What to do
In the records that follow, find each line with the word "white" and copy it.

------------------------------

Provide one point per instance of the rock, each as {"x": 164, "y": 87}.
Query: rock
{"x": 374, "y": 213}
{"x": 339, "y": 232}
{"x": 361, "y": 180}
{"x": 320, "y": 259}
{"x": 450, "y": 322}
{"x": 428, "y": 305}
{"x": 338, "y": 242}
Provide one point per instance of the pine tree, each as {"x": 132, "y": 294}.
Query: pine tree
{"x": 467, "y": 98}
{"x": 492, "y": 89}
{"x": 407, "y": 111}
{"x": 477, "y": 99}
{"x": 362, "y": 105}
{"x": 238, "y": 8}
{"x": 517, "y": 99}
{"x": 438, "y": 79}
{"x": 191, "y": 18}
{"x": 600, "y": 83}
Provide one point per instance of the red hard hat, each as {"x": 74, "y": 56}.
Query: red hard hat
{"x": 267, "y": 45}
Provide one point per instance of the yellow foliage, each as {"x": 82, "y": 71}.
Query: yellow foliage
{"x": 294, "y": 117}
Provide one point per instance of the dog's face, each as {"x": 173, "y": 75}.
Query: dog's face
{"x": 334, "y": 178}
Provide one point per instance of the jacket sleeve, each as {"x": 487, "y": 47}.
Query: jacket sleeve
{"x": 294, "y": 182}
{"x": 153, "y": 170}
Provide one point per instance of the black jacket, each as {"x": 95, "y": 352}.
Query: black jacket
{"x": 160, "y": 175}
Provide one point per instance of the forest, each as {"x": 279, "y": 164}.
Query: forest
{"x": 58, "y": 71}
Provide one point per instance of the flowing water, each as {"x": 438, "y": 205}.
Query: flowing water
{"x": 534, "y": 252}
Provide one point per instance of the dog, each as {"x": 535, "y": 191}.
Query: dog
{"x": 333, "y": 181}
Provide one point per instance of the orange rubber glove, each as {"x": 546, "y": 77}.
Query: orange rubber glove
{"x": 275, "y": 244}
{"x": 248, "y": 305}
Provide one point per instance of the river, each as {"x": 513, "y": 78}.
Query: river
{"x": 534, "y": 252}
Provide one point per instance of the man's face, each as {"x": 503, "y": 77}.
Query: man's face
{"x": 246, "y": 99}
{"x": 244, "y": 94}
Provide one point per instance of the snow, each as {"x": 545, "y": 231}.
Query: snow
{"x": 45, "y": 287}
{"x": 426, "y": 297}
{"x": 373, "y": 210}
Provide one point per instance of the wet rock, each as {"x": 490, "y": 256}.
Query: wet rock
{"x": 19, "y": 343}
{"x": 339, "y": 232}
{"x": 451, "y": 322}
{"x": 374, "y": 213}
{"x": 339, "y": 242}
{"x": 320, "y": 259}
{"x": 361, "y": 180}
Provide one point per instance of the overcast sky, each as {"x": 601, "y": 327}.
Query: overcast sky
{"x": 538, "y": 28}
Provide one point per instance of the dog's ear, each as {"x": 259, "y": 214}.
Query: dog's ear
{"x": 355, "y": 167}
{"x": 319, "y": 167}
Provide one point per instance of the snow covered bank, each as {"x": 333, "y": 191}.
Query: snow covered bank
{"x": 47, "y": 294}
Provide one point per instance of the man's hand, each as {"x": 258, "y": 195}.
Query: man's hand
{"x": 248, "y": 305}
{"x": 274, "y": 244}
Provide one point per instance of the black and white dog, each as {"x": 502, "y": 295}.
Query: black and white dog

------------------------------

Exercise result
Provide one point per instance of the black and white dog, each as {"x": 502, "y": 295}.
Query: black and white dog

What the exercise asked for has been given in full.